[Exercise brief] Return every line of the data exactly as it stands.

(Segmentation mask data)
════════════════

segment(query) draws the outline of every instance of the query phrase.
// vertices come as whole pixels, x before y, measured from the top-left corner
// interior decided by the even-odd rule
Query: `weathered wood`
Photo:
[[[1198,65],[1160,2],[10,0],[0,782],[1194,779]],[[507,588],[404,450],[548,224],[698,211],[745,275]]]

════════════════

[Response to this task]
segment(query) draws the outline of every instance of the query phrase.
// vertices come as whole pixels, x before y, measured from the top-left corner
// interior decided by the even-odd rule
Query: `weathered wood`
Photo:
[[[1198,65],[1160,2],[10,0],[0,782],[1194,779]],[[507,588],[404,450],[548,224],[698,211],[745,275]]]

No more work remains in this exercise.